===== TEXT EXCERPT =====

The U.S. Department of Health and Human Services did not directly respond to KQED’s questions about how the new panelists were chosen or vetted.
The new members include doctors who have served on federal vaccine advisory committees in the past, as well as an emergency room doctor from Los Angeles and a professor of operations management at the Massachusetts Institute of Technology. Many of them have expressed skepticism about vaccines and the COVID-19 vaccine in particular.
“Secretary Kennedy has replaced vaccine groupthink with a diversity of viewpoints on ACIP,” a spokesperson for the agency wrote in an email. She also said that “the new members’ ethics agreements will be made public” before they start work on the committee, which is scheduled to meet on June 25.
In his op-ed, Kennedy said that part of the reason a “clean sweep” was needed was because members of the board who were fired “have received substantial funding from pharmaceutical companies, including those marketing vaccines.”
On the CDC’s website, a page listing the former members’ stated conflicts of interest shows that Maldonado, who was part of the team working on the Pfizer COVID and RSV vaccine trials, abstained from voting on those vaccines.
Maldonado did not want to comment on the makeup of the new board, saying “it wouldn’t be fair” to judge ahead of time.
Her concern was more practical. A number of different vaccines for different populations are discussed at committee meetings, and she said preparation involves ingesting a great deal of material from working groups and subject matter experts.

===== EXCERPTED RECORDS =====

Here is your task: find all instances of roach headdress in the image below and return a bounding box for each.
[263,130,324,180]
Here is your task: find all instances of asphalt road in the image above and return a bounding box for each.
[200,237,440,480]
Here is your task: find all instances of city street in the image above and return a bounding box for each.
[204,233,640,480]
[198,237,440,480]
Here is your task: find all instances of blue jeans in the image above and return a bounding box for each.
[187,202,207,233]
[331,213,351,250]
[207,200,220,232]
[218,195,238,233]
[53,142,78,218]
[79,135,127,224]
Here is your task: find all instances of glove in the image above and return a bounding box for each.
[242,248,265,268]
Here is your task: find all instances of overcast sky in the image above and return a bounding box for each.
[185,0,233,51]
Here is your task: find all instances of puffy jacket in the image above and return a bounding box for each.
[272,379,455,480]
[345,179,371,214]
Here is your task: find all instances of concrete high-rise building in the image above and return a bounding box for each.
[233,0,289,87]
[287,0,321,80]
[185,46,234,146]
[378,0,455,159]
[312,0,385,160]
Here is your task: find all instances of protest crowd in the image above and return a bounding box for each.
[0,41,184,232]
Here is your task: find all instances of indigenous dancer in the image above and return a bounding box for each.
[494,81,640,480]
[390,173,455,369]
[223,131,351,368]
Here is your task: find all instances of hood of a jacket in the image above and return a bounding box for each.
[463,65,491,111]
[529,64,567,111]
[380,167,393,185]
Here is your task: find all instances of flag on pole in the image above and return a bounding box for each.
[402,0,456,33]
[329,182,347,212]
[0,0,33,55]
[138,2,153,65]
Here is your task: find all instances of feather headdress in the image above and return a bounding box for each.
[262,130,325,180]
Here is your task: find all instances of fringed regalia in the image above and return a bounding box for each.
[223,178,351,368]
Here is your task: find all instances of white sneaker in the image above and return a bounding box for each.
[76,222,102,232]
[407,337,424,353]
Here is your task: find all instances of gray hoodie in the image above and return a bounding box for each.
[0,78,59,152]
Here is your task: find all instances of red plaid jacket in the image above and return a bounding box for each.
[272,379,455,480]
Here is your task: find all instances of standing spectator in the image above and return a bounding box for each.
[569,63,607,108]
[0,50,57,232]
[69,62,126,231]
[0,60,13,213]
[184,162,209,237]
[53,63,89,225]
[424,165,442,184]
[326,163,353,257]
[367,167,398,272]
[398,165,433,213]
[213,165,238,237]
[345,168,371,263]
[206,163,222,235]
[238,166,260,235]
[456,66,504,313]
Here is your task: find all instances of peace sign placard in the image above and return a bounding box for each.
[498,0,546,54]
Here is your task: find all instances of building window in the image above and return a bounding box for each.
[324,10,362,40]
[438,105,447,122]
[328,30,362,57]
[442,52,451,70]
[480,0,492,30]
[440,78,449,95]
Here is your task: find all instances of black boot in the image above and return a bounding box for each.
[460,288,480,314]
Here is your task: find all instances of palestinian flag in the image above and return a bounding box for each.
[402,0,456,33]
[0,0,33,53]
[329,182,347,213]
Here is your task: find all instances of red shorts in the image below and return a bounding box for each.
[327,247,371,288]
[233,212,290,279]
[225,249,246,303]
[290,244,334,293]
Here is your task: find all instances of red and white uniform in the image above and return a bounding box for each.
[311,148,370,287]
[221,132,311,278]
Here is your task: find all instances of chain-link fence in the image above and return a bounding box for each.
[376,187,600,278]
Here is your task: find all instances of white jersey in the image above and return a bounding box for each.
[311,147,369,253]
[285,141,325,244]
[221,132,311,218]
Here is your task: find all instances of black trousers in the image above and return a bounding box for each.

=====

◆ **TO DO**
1: In the article about the vaccine advisory committee, on what date is the committee scheduled to meet?
2: Write the next part of the article about the vaccine advisory committee, starting after its last sentence.

◆ **TASK-BY-TASK ANSWERS**
1: June 25.

2:
“For every single member to be able to have that information at their fingertips, review it and be ready for this meeting is going to be, I would say, challenging,” she said.
According to the Federal Register, the newly formed committee is expected to vote on recommendations for “COVID-19 vaccines, HPV vaccine, influenza vaccines, meningococcal vaccine, RSV vaccines for adults, and RSV vaccine for maternal and pediatric populations” at its June meeting.
In the short term, Maldonado said her biggest question is about the upcoming fall, when we can expect to see flu, COVID and RSV make a resurgence.
”Are those vaccines going to be recommended?” She asked. “Are they not?”
Whatever the committee decides will have a huge impact on public health.
In the wake of the pandemic, Maldonado acknowledged that there are “ significant issues around vaccine confidence.” She said she hopes that this doesn’t make those issues worse.
“We don’t see a pathway to that yet,” she said.